WHAT THE TASK REQUIRES: Can you quote the lines below exactly, starting at the line with "If you could tag the sky" and going through the last one?

Point labeling examples
---
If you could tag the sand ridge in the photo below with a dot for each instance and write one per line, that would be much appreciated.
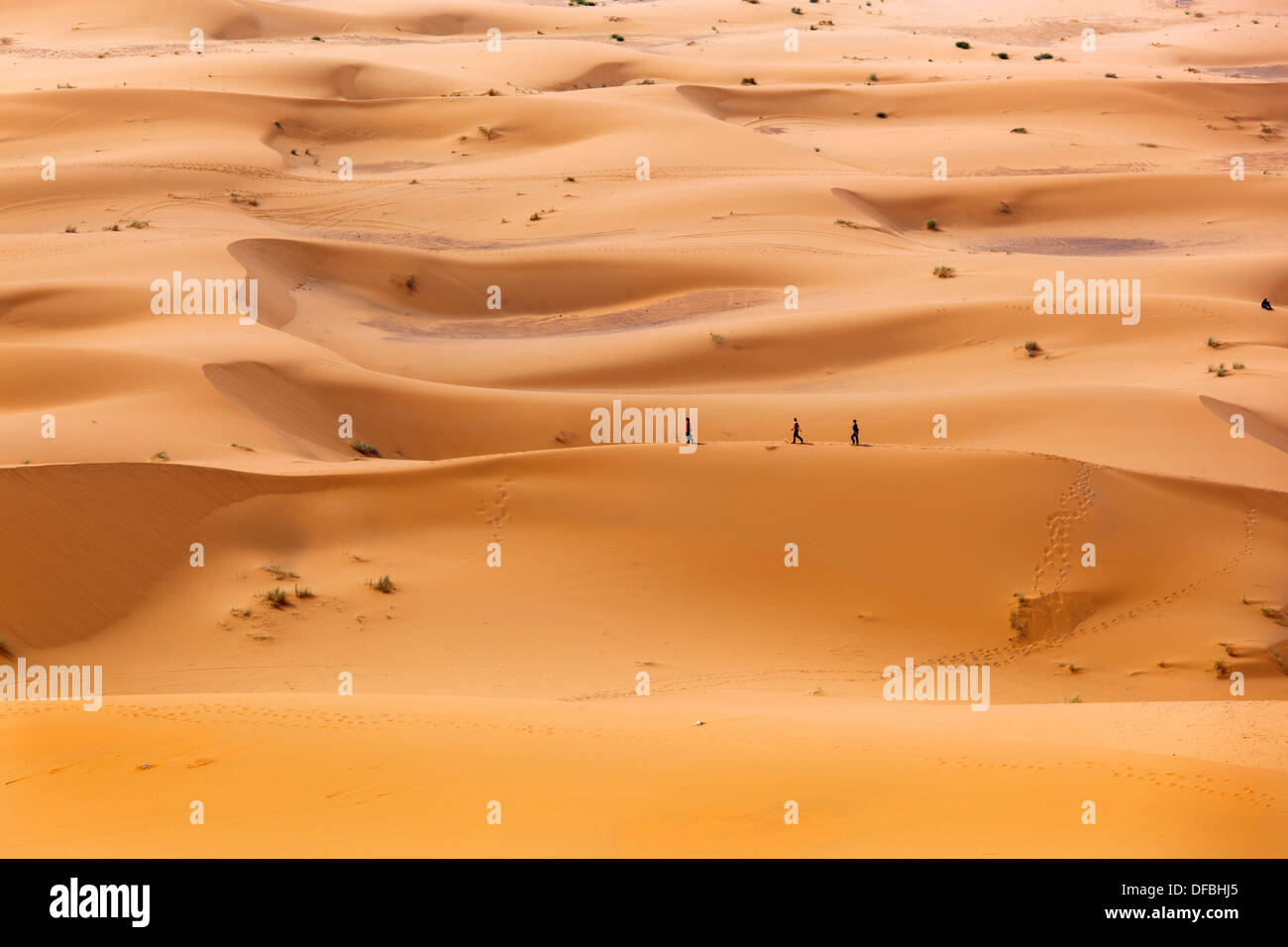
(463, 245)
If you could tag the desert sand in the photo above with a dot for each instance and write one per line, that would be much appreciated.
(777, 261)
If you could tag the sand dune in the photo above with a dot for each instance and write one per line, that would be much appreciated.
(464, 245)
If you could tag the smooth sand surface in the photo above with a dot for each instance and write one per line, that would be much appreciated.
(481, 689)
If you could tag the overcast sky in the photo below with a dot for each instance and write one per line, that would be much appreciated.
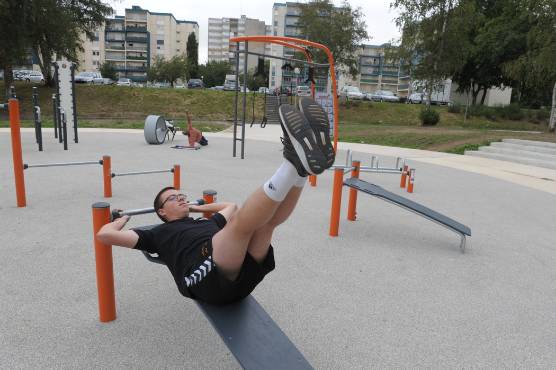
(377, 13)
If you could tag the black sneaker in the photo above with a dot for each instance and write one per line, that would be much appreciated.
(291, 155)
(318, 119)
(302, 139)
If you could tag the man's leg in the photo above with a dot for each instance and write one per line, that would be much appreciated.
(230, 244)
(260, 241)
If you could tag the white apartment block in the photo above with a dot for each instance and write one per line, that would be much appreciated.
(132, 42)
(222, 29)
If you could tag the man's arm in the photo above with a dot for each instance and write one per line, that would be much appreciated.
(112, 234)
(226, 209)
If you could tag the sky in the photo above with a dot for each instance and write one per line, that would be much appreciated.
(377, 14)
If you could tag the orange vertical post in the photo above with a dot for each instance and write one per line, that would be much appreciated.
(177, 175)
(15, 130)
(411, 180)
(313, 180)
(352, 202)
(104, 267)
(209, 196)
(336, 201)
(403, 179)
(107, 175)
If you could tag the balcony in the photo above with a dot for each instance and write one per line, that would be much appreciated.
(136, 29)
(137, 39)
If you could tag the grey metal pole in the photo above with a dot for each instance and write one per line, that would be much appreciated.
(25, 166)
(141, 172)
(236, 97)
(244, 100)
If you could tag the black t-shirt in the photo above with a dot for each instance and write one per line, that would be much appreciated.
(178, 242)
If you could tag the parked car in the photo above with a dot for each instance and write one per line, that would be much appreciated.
---
EXPECTED ANSWER:
If you could tag the sky in the photo above with a dot for each instance and write one per line, that would be much appreciated.
(377, 14)
If you could tag the orange vertical post in the photo above with a dot for each instance and write one per line, that would be much appreciated.
(177, 175)
(15, 130)
(411, 180)
(313, 180)
(352, 202)
(104, 267)
(209, 196)
(336, 201)
(403, 179)
(107, 175)
If you could tag the balcony in the photo above with a dot for each instance and write one per line, that would be much appreciated.
(136, 29)
(137, 39)
If you could tag the grey metal pole in the photo above with a dot for each instance and write one per line, that would be much appreciated.
(25, 166)
(141, 172)
(236, 97)
(244, 100)
If you could tag the black t-shirt in the photo above with a dot for each instance and write one per line, that would be much appreciated.
(178, 242)
If you could tag the parked car in the photo above with a dot for each instance and write one per line, that would be much appreciated.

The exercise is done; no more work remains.